▶ _SOURCE DOCUMENT_
2.1.2. User Content Oriented

Due to the homophily [9,11], which is the immanent human tendency where individuals tend to get associated with similar peers, the application of community detection in social graphs can alternatively be translated as the identification and the classification of the underlying social contexts [1]. Without any doubt, the community detection concept is inherently interwoven with the complex user profile information that cannot be explicitly presented with any other kind of network objects association. Thereafter, there are many approaches proposed [4,11,13] which are specifically designed for social network analysis that strive to reveal the subjacent communities by solely depending on the user content information.

The majority of the existing user content oriented methods are, to the best of our knowledge, based on the concept of the Homophilic FCA (Formal Concept Analysis) [11,13], which is a special case of the original FCA (Formal Concept Analysis) [11]. Homophilic FCA endeavor to form groups of vertices by searching for potential semantic relationships between network objects that are either explicitly or implicitly connected and share similar social interests. Bear in mind that the original FCA is the knowledge extraction method that follows the notion of the Galois lattice hierarchy [11] detection concept where the existing network connections are believed to imply intention to linking rather than actual linking between network objects.

2.2. Hybrid Approaches

The real-world social networks natively include two different information modalities, the network topology structure and the user content information that could both be used for the identification of meaningful, in terms of social context, communities. The methods and algorithms that make the valid assumption that the community extraction process should be determined by the combination and not merely by either the network connectivity structure or the node attribute information are classified as hybrids and can consequently be divided to probabilistic inference-based models and heuristic measure-based models.

The probabilistic inference-based models are practically mixed probabilistic generative models that combine the network topology and the user content information in order to infer the potential subjacent network hierarchy. The most considerable representatives are the CESNA (Community extraction from Edge Structure and Node Attributes) [13] and its alternatives [9,27,29], the BAGC (Bayesian Attributed Graph Clustering) [30], the GBAGC (Generalized Bayesian Attributed Graph Clustering) [26] and Metacode [28]. Generally, those methods try to infer the probable generated community distribution by combining the network linking generation and the node attribute classification. However, even if those approaches seem prosperous in terms of efficiency, as it is underlined in [7], they are not only deeply sensitive to the initial values and the corresponding input data type representations but also require exhaustive statistical analysis of the network topology properties for the model definition.

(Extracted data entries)
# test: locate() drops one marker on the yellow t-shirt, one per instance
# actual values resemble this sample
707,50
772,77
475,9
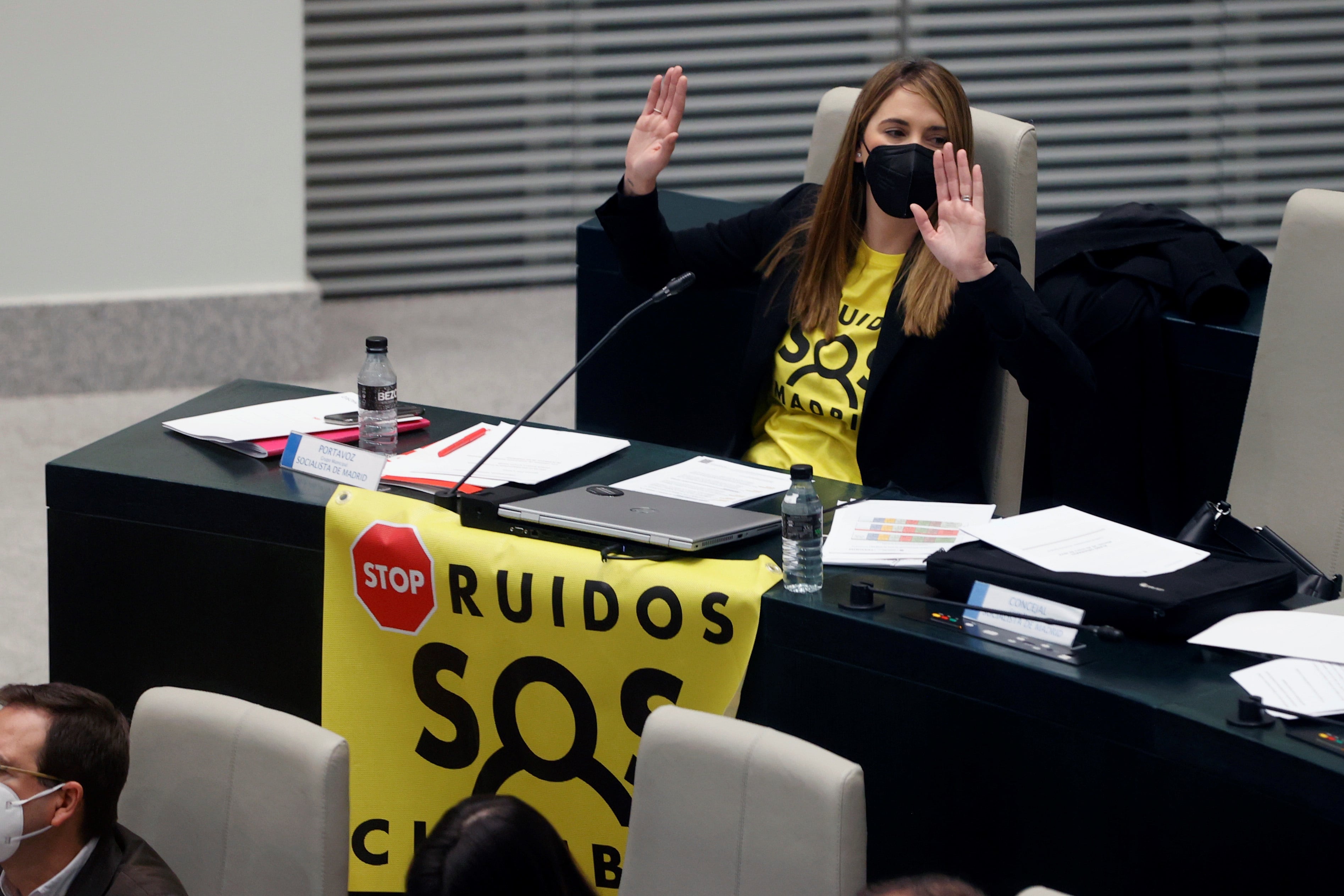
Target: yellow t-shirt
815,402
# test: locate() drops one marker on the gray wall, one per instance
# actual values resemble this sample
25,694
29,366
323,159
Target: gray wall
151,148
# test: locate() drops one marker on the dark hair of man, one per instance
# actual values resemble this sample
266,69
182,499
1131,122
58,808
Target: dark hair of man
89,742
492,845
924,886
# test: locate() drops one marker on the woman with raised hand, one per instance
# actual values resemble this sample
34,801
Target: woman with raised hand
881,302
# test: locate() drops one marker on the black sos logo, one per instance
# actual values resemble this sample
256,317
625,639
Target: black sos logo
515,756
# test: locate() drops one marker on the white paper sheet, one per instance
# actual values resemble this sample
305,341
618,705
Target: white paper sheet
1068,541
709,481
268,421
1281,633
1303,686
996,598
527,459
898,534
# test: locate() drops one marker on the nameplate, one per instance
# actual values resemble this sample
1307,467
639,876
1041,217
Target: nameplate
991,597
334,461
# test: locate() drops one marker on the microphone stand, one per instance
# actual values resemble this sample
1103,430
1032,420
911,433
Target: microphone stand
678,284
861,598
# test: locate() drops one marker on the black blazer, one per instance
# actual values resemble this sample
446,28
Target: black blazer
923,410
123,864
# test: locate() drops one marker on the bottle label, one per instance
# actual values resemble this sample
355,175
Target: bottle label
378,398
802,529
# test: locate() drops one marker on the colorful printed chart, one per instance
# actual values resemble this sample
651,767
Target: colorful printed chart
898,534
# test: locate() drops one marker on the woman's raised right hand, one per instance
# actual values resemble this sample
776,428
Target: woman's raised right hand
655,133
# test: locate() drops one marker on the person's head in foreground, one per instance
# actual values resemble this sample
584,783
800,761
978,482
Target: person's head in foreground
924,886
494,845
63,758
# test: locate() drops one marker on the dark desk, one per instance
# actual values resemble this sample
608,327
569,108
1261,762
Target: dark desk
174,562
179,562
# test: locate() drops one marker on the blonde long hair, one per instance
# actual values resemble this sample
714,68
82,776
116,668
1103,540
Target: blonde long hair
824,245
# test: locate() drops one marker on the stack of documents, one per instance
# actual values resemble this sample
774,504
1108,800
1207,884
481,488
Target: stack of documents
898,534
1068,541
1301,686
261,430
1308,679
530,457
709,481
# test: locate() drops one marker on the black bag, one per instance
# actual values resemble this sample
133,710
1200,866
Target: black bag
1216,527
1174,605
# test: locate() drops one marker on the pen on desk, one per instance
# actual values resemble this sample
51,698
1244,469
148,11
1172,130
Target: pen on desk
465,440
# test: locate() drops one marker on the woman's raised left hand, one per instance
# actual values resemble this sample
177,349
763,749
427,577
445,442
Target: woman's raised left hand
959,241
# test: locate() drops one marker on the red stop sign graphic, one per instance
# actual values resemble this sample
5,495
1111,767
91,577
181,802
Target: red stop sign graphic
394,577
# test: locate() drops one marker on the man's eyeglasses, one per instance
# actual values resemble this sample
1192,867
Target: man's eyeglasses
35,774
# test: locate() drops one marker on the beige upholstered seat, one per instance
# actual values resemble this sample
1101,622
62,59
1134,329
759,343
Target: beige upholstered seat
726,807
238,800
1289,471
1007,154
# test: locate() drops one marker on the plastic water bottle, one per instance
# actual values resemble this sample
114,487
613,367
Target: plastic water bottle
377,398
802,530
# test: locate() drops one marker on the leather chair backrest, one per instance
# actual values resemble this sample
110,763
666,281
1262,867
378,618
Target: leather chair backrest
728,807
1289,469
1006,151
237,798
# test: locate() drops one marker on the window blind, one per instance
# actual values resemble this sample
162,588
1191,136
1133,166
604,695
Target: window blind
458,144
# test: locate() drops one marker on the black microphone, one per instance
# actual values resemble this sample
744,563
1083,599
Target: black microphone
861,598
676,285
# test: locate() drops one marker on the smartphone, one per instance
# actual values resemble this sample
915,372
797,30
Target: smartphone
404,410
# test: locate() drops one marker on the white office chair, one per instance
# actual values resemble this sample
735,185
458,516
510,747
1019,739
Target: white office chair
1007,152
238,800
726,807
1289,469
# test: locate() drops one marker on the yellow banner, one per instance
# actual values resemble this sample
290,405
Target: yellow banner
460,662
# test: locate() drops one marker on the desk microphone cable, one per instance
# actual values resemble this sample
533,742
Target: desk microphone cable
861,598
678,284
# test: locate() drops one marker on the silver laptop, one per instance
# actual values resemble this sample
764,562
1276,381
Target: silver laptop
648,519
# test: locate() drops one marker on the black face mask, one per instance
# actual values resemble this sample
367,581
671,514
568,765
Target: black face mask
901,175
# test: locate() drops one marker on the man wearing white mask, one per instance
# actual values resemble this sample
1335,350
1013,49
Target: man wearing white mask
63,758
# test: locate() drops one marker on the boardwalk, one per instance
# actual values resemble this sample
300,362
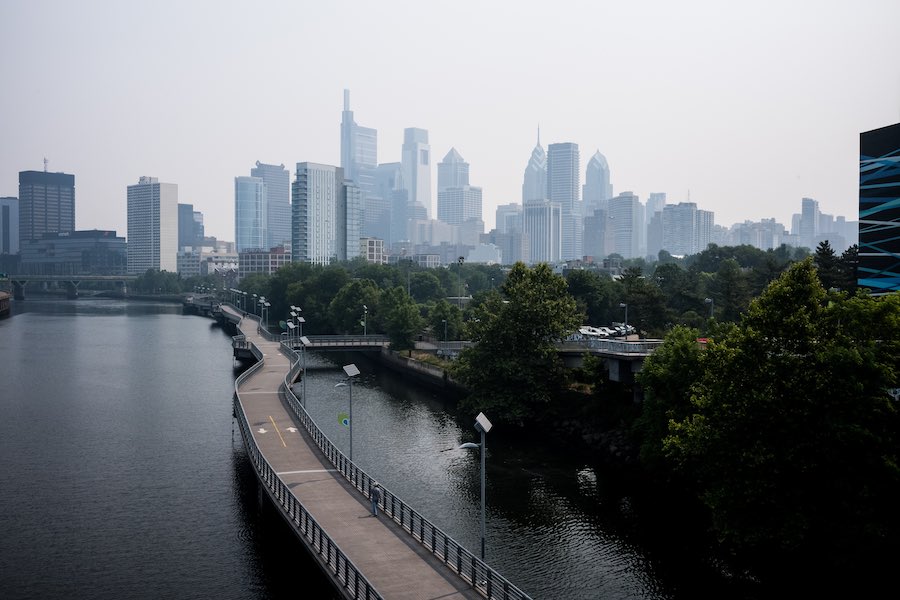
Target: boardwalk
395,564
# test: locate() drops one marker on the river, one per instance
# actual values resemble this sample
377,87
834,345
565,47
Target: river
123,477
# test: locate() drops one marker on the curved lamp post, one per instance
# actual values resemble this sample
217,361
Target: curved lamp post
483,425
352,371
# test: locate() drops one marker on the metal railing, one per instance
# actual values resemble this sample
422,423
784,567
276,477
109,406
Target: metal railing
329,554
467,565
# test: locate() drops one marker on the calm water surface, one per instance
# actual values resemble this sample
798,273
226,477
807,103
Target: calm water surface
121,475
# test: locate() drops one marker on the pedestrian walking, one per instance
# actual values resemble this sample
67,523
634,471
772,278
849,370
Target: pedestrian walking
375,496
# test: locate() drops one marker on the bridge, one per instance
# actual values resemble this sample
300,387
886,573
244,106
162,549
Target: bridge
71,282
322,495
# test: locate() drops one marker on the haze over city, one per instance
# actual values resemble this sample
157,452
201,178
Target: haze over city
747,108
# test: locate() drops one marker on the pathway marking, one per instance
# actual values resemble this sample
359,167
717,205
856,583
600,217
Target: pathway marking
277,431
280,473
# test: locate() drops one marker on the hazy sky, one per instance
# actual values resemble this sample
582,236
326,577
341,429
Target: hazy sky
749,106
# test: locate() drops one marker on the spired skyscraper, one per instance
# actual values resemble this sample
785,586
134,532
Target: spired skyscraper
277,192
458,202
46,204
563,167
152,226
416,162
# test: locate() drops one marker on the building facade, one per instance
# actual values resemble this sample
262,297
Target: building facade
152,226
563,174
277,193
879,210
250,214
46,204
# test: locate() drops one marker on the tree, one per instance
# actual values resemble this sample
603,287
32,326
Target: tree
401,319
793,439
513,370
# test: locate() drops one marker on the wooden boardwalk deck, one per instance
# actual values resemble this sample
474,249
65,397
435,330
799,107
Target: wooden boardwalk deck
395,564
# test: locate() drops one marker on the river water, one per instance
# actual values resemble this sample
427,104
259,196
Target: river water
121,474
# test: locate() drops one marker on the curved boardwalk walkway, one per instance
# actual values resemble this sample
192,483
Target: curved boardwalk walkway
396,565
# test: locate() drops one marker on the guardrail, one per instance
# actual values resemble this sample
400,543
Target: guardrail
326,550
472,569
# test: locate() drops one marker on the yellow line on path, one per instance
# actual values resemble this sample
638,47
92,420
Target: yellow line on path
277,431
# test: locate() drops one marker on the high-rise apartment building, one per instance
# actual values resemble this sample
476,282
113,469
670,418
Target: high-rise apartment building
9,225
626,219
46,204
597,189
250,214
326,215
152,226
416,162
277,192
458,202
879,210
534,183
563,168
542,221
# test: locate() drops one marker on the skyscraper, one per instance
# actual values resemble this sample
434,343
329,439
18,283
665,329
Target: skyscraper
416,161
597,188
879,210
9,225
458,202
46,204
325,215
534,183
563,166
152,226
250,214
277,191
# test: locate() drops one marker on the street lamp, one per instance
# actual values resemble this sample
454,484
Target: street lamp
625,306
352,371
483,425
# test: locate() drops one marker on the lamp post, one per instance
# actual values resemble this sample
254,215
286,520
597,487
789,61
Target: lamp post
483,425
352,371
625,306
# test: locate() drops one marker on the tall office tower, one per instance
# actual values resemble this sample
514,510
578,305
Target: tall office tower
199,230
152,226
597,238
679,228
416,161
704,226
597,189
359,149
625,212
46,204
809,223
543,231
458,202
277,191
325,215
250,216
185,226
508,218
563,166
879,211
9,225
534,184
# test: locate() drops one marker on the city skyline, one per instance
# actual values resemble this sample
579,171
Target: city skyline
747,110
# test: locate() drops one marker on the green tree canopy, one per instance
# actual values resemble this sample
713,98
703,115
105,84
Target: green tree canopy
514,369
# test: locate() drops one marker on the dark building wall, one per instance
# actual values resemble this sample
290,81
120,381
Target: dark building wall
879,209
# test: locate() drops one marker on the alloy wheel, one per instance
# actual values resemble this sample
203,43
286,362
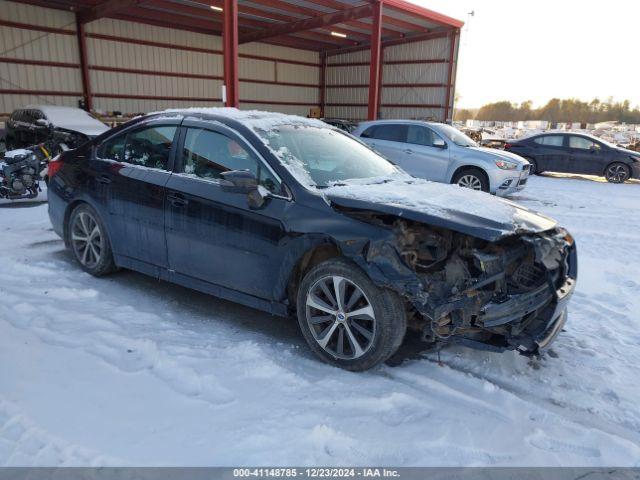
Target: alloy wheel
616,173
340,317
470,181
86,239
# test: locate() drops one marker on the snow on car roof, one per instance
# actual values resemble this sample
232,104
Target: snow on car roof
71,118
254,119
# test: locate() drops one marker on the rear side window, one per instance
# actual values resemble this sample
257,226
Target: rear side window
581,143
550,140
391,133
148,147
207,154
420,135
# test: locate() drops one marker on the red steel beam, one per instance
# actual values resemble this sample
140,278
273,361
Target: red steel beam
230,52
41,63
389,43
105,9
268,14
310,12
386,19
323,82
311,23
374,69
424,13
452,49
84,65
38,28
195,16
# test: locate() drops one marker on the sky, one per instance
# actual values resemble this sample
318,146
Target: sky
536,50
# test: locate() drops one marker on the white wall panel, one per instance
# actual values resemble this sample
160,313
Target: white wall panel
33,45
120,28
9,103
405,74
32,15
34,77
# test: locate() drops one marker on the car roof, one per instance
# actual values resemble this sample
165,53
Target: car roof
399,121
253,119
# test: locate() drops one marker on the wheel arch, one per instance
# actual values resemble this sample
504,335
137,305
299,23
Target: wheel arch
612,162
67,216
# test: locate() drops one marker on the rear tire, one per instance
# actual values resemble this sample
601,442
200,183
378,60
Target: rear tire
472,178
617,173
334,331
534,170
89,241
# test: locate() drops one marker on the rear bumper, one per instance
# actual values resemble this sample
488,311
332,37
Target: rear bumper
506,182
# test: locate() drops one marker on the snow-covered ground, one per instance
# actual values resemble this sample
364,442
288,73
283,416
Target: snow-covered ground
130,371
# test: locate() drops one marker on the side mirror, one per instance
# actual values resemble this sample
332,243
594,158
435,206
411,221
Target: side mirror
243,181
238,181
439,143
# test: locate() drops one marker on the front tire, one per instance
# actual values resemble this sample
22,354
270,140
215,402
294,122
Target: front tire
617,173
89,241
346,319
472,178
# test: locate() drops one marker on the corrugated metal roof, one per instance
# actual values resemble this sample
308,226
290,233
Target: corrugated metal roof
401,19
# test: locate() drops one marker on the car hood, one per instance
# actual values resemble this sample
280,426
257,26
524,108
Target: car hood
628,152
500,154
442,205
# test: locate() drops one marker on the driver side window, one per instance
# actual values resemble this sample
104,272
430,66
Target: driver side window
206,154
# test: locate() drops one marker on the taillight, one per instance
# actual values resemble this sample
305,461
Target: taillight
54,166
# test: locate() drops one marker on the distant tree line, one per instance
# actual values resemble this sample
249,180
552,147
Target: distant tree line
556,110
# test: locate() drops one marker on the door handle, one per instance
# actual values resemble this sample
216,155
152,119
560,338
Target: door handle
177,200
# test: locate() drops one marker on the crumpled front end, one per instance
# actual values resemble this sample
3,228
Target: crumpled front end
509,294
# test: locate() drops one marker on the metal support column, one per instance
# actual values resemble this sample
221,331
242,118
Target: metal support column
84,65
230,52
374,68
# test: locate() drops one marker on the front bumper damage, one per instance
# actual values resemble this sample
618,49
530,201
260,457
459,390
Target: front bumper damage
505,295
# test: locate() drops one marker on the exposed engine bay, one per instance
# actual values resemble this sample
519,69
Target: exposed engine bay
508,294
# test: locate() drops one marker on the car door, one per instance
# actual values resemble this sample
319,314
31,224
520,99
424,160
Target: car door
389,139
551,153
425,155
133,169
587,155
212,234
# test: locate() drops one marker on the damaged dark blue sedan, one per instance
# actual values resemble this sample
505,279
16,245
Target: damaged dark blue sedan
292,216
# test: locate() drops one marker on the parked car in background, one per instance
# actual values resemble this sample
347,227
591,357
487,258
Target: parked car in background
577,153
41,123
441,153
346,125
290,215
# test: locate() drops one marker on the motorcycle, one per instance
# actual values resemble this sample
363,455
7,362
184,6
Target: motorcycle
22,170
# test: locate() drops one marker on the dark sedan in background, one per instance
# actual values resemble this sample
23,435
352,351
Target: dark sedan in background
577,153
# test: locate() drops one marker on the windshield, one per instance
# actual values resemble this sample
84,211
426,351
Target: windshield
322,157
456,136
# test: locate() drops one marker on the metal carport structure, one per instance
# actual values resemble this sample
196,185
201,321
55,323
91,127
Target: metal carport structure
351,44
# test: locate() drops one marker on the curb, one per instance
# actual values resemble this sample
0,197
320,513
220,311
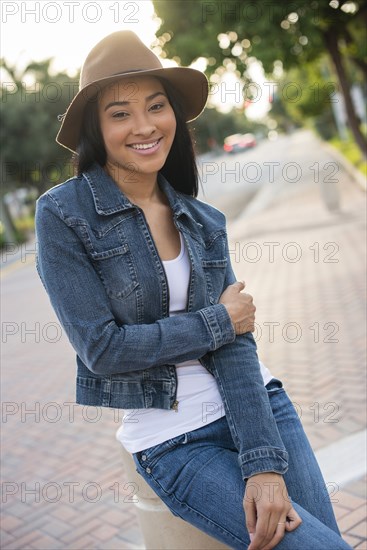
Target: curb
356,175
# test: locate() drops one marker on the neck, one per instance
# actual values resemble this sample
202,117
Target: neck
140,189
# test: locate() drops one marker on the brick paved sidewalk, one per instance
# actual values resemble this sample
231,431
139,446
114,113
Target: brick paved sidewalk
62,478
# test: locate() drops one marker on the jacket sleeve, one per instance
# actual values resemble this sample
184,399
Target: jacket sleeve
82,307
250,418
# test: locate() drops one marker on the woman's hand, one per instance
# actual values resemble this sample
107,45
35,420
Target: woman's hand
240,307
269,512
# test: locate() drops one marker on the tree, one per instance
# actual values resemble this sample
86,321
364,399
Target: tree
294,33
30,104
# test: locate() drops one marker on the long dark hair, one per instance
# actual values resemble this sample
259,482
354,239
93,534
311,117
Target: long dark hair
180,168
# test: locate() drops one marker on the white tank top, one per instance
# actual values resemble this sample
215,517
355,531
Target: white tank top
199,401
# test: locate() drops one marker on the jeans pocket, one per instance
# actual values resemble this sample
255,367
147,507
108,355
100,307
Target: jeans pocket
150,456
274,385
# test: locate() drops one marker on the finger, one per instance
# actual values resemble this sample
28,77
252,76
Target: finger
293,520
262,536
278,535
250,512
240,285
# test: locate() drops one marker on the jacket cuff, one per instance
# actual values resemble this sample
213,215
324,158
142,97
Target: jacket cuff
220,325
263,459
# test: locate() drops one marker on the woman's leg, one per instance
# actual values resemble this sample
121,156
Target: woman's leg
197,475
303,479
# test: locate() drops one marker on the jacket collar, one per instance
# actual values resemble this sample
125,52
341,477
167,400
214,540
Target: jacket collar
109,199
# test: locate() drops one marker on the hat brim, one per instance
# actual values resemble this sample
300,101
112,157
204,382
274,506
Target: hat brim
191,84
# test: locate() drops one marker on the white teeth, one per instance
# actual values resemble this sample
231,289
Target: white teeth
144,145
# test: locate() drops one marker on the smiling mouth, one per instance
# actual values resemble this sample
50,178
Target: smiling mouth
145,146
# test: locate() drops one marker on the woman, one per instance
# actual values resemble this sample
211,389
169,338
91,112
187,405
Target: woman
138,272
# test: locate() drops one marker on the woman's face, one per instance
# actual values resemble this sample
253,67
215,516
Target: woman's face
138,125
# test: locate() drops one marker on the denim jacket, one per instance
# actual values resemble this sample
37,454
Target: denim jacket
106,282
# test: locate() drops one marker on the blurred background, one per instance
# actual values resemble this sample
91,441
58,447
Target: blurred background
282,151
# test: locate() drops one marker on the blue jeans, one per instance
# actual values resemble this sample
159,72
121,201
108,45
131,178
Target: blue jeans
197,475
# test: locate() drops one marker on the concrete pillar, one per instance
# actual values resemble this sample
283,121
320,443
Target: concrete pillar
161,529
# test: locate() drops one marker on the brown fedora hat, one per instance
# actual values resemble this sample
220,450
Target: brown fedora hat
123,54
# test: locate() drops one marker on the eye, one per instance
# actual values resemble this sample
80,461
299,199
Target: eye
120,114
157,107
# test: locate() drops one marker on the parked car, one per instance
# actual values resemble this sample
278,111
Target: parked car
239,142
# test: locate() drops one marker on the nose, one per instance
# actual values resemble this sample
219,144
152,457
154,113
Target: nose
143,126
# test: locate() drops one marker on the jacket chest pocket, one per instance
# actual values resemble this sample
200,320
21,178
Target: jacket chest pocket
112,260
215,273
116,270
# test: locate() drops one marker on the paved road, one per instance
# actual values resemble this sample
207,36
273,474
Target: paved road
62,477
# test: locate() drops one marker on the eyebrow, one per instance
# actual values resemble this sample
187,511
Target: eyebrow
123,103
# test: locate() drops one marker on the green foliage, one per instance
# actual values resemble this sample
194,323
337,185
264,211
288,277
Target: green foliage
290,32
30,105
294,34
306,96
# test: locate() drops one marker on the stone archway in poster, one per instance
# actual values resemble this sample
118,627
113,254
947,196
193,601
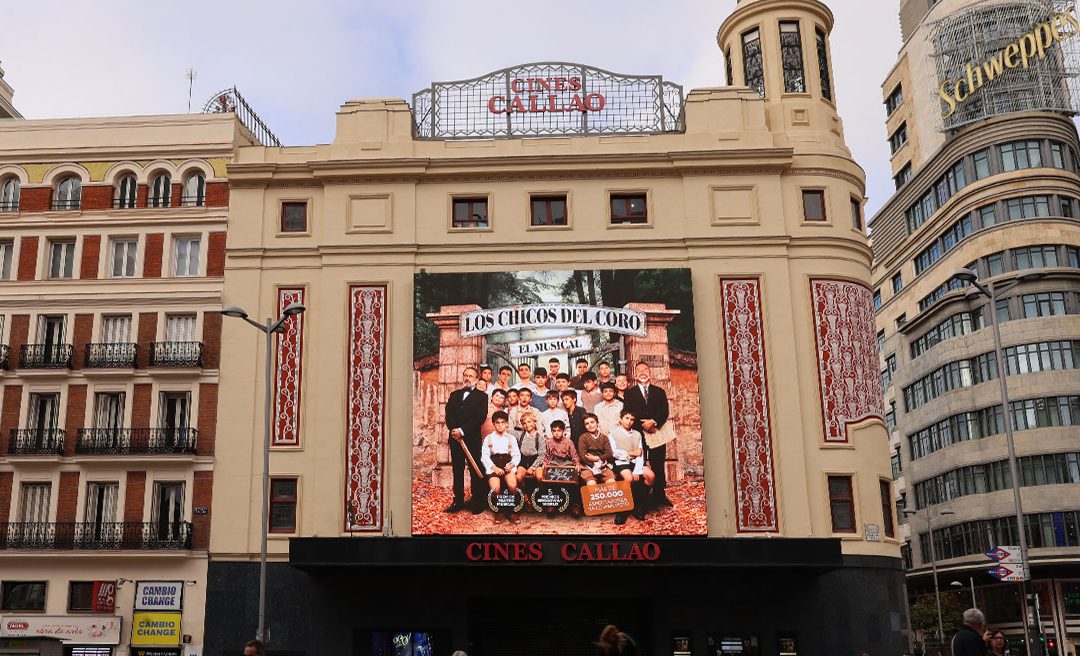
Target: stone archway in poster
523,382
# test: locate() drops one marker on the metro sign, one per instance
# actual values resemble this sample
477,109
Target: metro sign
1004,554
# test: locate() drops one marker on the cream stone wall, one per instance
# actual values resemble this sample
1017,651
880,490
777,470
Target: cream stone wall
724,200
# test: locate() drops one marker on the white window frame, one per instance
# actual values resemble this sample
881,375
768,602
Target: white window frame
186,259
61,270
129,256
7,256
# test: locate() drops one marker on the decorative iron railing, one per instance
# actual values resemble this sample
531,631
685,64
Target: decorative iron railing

▶ _WRITTEN EXERCISE 1_
According to the community detection passage, into which two groups can hybrid methods be divided?
▶ _WRITTEN EXERCISE 2_
Count the lines of the rows that contain the string "structure", treating uppercase and lowercase letters as different. Give only the number.
The community detection passage and the rows have no connection to each other.

▶ _PROBLEM SOLUTION 1_
Probabilistic inference-based models and heuristic measure-based models.

▶ _PROBLEM SOLUTION 2_
2